+++ DATASET RECORDS +++

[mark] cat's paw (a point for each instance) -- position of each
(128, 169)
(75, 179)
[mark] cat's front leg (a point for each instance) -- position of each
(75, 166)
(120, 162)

+++

WHAT YOU HAVE TO DO:
Reproduce every line of the listing above verbatim, without any alteration.

REPLY:
[mark] cat's paw (a point for each instance) -- position of each
(128, 169)
(75, 179)
[mark] cat's front leg (a point for each instance) -- position of each
(75, 166)
(120, 162)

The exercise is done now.